Document passage

********************

I started to despair that the problem was me. When I initially started looking for work, I had drank deeply from the #post-ac/#alt-ac cup and stories of lapsed or former academics who not only quickly proved their mettle in the private sector but found jobs that were deeply fulfilling. On paper, my job still looked pretty good. Again: good salary, good benefits, good co-workers. Why couldn’t I enjoy it?

But not all post-ac jobs are alike, nor are all post-ac employees. When I left, I thought I had a good idea of what I wanted out of a job: something that was time-boxed and would leave me my evenings and weekends free to pursue what I wanted. However, my day-to-day was so emotionally and psychologically exhausting that I had little energy to muster to continue, for instance, writing about those things I cared about. A personal blog that had been a pleasurable diversion for me in my last year on the adjunct circuit went to seed, and I found myself feeling bitter jealousy rather than happiness when my academic friends found success. I didn’t like it. I looked for other jobs, but found myself wrestling the same demons I fought when I first left academia: what do I really want to be when i “grow up”? What do I actually enjoy doing, anyway?

Maybe my standards were too high. Maybe it was too much to expect to feel comfortable at the place at which I was going to spend eight hours a day. I still don’t know. But I suppose I’ll find out. I’m pleased to report that I was able to find a new job, one that sounds like it will be a much better fit for me. It’s in a field that is something I care deeply about, and it will let me write actual paragraphs. My new employer told me that they strongly felt that my PhD is a great asset for the role they have planned for me. I’m excited to see where this goes.

At the same time, though, I can’t help but be ambivalent. A former professor of mine, who I’m now happy to count as a friend, asked if she could put my story in the department newsletter. The point is to celebrate the accomplishments of the program’s graduates, whether they found it in academia or without. I think that’s great, but I’m uncomfortable being held up as an example in case my story gets spun into one of those “Look at all the things you can do with PhD in English” marketing spiels that, at some point, I started to find unconscionable. I haven’t replied to her request yet. I’m still thinking about it.

********************

Task to carry out
Duplicate the part of the essay on leaving academia between "At the same" and "thinking about it.", inclusive. The items that come after the essay on leaving academia are taken from a different source.

[Stored data entries]
********************

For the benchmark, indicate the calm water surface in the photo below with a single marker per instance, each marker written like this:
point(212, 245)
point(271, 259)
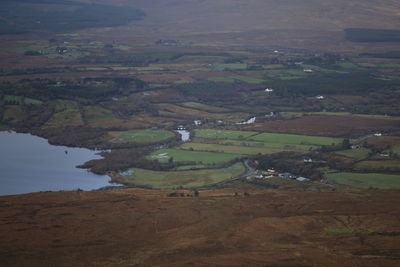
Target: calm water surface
point(30, 164)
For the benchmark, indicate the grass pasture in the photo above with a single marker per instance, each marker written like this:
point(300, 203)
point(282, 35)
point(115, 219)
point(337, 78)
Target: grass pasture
point(378, 165)
point(266, 148)
point(365, 180)
point(175, 111)
point(233, 79)
point(358, 153)
point(204, 107)
point(295, 139)
point(141, 136)
point(100, 117)
point(186, 179)
point(223, 134)
point(20, 100)
point(67, 114)
point(197, 157)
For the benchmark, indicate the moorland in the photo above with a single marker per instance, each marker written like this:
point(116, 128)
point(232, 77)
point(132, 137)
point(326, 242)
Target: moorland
point(264, 88)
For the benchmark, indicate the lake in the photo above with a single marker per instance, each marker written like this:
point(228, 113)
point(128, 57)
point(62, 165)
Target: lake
point(30, 164)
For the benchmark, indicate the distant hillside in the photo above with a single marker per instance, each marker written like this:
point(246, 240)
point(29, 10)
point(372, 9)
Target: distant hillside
point(58, 15)
point(290, 23)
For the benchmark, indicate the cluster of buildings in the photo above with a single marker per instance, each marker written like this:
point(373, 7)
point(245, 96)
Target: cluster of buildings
point(272, 173)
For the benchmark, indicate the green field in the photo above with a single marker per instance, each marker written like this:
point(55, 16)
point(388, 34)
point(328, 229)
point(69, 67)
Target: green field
point(66, 114)
point(204, 107)
point(197, 157)
point(186, 179)
point(233, 79)
point(142, 136)
point(378, 165)
point(20, 100)
point(233, 66)
point(365, 180)
point(358, 153)
point(223, 134)
point(296, 139)
point(266, 148)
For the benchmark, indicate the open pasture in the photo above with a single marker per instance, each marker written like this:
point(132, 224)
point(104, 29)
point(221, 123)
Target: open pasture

********************

Response for this exercise
At the same time, though, I can’t help but be ambivalent. A former professor of mine, who I’m now happy to count as a friend, asked if she could put my story in the department newsletter. The point is to celebrate the accomplishments of the program’s graduates, whether they found it in academia or without. I think that’s great, but I’m uncomfortable being held up as an example in case my story gets spun into one of those “Look at all the things you can do with PhD in English” marketing spiels that, at some point, I started to find unconscionable. I haven’t replied to her request yet. I’m still thinking about it.